[[ Text excerpt open ]]

My family once had real people, who have since become ghosts. Generations of ‘people of substance,’ as my mother would say. King alcohol was another substance besides their individual characters, but four generations had amazing stories before I came into the picture.
Although he rarely spoke of his people, my dad’s ‘old country’ was half-Canadian, Ontario, Scots-Irish Presbyterian. His father was the only son from a second marriage of two Irish immigrants, who like thousands of others, moved from Boign, Armah, or County Down, Ireland during the exodus. They were politically ‘Orange,’ in the conflict of their day.
Nineteen year-old Nora Logan, my great grandmother, sailed on one of the awful ships and arrived alone in Markdale, Ontario. She married, had a son, and became a widow when her judge husband died. What type of home did she come from? Was it a thatched roof with geranium flowerpot in the windowsill, or a Georgian townhouse? Did she leave a family behind? No answers.
My father never spoke to me of his grandmother, but my Canadian second cousin gave me her gold wedding band as a keepsake. Tiny little thing. The family album has two pictures of her, standing beside my grandfather as a young man, and another small black and white portrait of her as a bald old woman in a really bad white wig, wrinkled apple-face doll, barely smiling at the camera. I was told that my grandfather was a tall brown haired handsome young man with piercing brown eyes, a kindly manner, and a deep robust belly laugh. Good for a doctor.
Nora struggled to support her only son through medical school, and I’ll never know how my grandfather felt about growing up without a father. Family lore tells how Canadian medical students needed their own cadaver for studies in olden times. Since he wasn’t rich, young Percy somehow managed to purchase individual body parts from cadavers and bring them to his mother, who boiled and sterilized the bones, and he built his own skeleton. He graduated and became a surgeon during WWI, where he met my grandmother, an American nurse. They worked together in the French trenches and battlefield hospitals. I have a couple of photographs of my grandfather performing surgery.
They were part of what we now label as ‘the lost generation,’ who came back to North America completely altered from battle horrors. No wonder they drank. Yet, the drinking was not the solution to being lost, and so many hearts were broken because of it.
Still, I respect their memories. There must have been love.

[[ Text excerpt closed ]]

§ Exercise requirements
1. Copy the part of the family memoir starting at "They were part" and ending at "because of it.".
2. Say whether each statement agrees with the family memoir, answering yes or no and quoting the words that decide it: (a) Nora Logan was nineteen when she arrived in Markdale, Ontario. (b) The grandmother who worked with Percy in France was a Canadian nurse. (c) The writer's father often talked about his people.

[[ Provided material open ]]

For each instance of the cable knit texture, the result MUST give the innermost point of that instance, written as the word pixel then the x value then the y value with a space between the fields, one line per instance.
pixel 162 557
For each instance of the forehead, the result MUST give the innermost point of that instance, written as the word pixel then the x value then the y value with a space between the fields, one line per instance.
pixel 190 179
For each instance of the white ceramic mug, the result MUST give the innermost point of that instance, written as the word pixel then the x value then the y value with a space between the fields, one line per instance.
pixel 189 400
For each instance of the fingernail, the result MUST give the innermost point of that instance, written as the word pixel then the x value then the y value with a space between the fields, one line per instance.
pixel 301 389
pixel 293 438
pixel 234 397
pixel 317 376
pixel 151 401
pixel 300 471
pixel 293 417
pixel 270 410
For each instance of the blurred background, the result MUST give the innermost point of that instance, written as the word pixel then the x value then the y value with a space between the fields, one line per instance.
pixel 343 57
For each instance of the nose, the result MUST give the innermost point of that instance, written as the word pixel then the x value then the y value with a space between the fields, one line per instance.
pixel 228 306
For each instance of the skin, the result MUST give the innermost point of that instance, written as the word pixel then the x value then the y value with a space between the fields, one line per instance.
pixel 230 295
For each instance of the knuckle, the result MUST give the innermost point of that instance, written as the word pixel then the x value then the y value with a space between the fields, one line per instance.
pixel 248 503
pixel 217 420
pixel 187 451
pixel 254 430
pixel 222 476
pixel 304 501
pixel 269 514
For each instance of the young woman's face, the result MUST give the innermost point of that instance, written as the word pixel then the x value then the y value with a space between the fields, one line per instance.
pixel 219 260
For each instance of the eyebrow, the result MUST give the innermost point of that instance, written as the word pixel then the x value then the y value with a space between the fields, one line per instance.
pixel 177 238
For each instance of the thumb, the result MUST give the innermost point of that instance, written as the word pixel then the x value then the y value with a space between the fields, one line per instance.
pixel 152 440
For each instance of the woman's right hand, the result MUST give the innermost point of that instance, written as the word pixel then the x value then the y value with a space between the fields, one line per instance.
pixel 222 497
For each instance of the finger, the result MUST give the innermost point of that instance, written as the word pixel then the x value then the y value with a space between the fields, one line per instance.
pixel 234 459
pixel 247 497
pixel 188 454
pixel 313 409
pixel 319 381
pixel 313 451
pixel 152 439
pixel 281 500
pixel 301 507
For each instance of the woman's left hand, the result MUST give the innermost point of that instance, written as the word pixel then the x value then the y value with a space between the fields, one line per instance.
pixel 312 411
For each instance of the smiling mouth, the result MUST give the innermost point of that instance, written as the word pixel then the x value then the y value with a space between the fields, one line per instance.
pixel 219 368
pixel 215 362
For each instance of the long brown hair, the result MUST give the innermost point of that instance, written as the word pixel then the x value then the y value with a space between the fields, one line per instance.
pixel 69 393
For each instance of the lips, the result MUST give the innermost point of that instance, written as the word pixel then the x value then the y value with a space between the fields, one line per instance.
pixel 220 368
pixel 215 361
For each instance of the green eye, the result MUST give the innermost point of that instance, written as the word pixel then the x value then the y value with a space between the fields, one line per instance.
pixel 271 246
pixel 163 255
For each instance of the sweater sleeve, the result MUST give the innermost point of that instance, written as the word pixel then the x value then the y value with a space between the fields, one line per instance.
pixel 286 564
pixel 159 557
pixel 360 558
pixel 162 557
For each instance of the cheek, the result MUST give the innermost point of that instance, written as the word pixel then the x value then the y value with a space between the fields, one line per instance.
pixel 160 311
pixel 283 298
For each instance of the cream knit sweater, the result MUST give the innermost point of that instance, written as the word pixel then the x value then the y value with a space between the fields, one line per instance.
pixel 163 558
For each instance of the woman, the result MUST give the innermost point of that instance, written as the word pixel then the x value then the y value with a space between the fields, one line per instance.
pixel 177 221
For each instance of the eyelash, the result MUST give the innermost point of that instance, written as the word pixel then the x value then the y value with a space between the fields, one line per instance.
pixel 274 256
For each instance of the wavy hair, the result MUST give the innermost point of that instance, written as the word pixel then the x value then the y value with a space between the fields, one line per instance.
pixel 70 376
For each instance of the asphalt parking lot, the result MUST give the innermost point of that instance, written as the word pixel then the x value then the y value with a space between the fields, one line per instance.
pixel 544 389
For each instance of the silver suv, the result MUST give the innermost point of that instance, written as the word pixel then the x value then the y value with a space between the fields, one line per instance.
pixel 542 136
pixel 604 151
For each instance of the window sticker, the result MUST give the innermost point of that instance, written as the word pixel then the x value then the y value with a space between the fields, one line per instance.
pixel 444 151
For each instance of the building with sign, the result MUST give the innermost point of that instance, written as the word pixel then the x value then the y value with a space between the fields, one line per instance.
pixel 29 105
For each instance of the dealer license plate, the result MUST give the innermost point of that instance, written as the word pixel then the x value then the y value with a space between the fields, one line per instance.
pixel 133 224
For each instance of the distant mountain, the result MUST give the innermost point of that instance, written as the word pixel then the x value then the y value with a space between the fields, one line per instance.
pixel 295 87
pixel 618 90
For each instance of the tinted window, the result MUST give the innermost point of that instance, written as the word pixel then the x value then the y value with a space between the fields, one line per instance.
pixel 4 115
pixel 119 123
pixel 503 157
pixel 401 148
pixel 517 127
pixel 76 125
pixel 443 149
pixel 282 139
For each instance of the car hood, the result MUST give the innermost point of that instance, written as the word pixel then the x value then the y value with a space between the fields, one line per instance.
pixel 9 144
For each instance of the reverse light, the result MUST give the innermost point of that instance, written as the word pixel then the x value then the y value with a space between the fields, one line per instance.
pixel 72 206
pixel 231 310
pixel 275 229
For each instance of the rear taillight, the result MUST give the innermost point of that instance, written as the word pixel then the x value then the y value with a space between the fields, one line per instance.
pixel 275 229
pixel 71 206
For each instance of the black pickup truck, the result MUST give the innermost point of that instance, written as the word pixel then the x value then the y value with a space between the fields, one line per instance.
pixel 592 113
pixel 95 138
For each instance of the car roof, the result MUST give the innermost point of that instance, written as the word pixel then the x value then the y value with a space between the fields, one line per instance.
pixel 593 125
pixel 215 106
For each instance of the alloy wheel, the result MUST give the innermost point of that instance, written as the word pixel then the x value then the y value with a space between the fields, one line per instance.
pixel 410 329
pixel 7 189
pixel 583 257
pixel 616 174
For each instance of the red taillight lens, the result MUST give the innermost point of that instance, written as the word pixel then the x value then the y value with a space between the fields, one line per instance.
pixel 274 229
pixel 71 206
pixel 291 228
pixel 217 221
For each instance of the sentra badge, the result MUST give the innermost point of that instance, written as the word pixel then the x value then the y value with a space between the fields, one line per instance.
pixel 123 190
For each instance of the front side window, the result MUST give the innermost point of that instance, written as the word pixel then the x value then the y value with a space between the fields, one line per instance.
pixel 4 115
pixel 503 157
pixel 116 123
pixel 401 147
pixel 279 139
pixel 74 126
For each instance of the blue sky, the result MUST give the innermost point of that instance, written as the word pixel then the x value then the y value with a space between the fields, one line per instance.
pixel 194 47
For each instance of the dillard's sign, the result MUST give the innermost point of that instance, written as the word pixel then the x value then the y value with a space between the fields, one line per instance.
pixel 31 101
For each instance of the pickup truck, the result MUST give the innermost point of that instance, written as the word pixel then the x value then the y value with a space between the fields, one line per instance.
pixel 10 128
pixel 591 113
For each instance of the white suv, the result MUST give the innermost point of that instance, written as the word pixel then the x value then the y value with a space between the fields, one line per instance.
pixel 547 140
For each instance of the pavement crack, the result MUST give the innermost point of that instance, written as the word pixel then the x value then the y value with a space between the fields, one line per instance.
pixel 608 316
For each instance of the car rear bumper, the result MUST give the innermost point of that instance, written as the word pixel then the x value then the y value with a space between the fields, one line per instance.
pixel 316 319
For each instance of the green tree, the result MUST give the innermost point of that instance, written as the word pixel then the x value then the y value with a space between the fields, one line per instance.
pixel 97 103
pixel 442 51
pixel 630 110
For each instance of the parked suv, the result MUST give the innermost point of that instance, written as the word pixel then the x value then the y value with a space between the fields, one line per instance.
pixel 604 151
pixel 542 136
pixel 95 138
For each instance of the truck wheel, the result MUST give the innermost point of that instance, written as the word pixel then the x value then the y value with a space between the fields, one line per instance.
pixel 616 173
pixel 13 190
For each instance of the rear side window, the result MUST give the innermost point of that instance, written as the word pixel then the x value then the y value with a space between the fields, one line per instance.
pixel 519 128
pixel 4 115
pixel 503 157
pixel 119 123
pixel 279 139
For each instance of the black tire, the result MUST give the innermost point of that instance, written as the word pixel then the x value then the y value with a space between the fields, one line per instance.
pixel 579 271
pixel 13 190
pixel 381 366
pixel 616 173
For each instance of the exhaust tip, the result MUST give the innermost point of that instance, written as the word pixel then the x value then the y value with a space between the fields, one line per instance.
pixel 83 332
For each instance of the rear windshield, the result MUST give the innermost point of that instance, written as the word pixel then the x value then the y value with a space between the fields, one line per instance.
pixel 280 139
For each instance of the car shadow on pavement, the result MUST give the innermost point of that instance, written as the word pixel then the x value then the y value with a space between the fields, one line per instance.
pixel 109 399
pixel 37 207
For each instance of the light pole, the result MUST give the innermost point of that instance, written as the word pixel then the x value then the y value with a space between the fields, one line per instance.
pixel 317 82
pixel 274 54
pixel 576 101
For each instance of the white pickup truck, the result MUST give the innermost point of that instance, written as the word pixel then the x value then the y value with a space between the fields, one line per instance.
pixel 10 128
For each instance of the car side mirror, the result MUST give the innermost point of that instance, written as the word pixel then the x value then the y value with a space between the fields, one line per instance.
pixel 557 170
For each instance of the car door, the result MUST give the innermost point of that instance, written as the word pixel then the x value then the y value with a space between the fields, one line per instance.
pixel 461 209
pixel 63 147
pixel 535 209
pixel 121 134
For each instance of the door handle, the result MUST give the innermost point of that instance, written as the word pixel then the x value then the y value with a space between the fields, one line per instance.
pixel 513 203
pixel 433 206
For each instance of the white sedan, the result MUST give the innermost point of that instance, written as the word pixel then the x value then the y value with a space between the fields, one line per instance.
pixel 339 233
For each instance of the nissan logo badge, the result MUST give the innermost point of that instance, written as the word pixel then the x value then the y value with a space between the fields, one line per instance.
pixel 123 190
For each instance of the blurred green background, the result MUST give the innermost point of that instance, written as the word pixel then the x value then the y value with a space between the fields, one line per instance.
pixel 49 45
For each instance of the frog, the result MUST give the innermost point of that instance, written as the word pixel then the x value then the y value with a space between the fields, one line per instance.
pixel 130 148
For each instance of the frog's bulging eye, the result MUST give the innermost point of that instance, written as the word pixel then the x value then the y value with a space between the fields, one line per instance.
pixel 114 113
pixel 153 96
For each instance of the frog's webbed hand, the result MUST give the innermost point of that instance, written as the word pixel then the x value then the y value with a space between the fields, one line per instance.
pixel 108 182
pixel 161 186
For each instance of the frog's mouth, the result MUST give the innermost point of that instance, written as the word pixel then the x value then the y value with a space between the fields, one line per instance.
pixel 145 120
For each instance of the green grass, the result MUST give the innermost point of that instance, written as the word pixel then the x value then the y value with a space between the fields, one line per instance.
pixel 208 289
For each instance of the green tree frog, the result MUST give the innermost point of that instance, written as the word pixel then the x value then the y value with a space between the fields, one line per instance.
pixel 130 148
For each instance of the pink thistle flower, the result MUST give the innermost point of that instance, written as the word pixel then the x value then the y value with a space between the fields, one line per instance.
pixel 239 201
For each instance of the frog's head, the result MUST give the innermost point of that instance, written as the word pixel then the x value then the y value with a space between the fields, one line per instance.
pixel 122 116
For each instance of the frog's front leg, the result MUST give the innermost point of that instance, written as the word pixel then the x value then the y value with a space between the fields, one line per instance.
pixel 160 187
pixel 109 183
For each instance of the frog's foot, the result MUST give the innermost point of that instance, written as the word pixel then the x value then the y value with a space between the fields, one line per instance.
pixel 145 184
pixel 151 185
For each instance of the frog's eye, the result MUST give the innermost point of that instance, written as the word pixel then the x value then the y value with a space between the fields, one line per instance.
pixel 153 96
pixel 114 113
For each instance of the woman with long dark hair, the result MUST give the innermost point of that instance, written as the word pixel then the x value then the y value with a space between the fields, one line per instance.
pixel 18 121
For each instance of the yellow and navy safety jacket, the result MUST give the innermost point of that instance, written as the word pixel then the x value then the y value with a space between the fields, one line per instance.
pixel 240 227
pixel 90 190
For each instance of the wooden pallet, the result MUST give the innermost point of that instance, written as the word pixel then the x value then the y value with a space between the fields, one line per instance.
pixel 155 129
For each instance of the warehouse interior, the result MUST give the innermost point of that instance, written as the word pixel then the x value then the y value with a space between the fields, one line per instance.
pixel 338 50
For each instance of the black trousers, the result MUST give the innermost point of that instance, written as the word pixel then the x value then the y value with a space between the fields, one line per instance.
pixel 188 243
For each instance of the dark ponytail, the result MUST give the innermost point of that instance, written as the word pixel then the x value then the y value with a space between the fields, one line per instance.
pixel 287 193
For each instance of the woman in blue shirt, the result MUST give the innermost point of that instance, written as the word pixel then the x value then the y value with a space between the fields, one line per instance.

[[ Provided material closed ]]

§ Answer list
1.
They were part of what we now label as ‘the lost generation,’ who came back to North America completely altered from battle horrors. No wonder they drank. Yet, the drinking was not the solution to being lost, and so many hearts were broken because of it.

2.
(a) Yes: "Nineteen year-old Nora Logan, my great grandmother, sailed on one of the awful ships and arrived alone in Markdale, Ontario."
(b) No: "my grandmother, an American nurse."
(c) No: "he rarely spoke of his people"